Excerpted data>
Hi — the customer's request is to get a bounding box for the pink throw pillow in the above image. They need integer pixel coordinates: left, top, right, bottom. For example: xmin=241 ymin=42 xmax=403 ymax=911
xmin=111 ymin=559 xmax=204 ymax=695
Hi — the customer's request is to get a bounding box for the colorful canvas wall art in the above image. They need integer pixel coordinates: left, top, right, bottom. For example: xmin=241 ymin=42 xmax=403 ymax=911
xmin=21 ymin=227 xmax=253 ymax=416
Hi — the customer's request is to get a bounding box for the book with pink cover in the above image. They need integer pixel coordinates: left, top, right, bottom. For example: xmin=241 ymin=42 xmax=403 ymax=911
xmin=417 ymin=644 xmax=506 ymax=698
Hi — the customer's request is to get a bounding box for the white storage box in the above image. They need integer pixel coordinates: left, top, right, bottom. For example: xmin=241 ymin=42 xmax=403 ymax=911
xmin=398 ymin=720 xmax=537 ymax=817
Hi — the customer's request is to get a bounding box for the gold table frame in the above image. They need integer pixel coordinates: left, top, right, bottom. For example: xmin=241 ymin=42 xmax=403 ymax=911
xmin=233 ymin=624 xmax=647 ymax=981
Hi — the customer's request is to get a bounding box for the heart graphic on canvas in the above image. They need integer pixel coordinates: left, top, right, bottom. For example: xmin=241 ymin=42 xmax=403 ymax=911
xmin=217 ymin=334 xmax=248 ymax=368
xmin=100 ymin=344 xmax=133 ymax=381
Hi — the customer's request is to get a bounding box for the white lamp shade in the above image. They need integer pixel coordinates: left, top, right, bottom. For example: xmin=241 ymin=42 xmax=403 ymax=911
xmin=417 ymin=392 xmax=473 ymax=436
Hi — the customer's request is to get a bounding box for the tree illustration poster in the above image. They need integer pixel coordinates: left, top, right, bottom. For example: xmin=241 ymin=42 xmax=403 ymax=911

Set problem> Rewrite the listing above with every occurrence of "customer's" changed to "client's", keeping everything else the same.

Solution for this problem>
Hi — the client's request is to get a bounding box for the pink throw pillow in the above image. They need integer pixel coordinates: left, top, right, bottom. For example: xmin=241 ymin=42 xmax=403 ymax=911
xmin=111 ymin=559 xmax=204 ymax=695
Hi — the client's request is to get a bounding box for the colorful canvas wall art in the above image. They need integer pixel coordinates: left, top, right, bottom. For example: xmin=241 ymin=42 xmax=403 ymax=911
xmin=21 ymin=227 xmax=253 ymax=416
Hi — the client's request is to get a bounding box for the book with pink cover in the above image. They need integer pixel coordinates: left, top, right, bottom. For example: xmin=241 ymin=42 xmax=403 ymax=911
xmin=417 ymin=644 xmax=506 ymax=698
Hi — the client's request is to get a bounding box for the white storage box in the above image. They need integer pixel coordinates: left, top, right, bottom. For example: xmin=241 ymin=42 xmax=403 ymax=911
xmin=398 ymin=720 xmax=537 ymax=817
Hi — the client's request is to get a bounding box for the gold table frame in the above image. They need integer pixel coordinates: left, top, right, bottom. For example: xmin=241 ymin=42 xmax=403 ymax=911
xmin=233 ymin=624 xmax=647 ymax=981
Hi — the client's request is to get a bounding box for the heart graphic on canvas in the above image. They need integer pixel coordinates: left, top, right, bottom. For example: xmin=241 ymin=42 xmax=403 ymax=911
xmin=217 ymin=334 xmax=248 ymax=368
xmin=100 ymin=344 xmax=133 ymax=381
Hi — the client's request is to get a bounding box for the white lamp shade in the above image. They need integer pixel coordinates: left, top, right, bottom. For example: xmin=241 ymin=42 xmax=403 ymax=911
xmin=417 ymin=392 xmax=473 ymax=436
Hi — the client's request is to get a bounding box for the tree illustration poster in the above image. They need integer pixel coordinates: left, top, right, bottom. For example: xmin=241 ymin=42 xmax=403 ymax=911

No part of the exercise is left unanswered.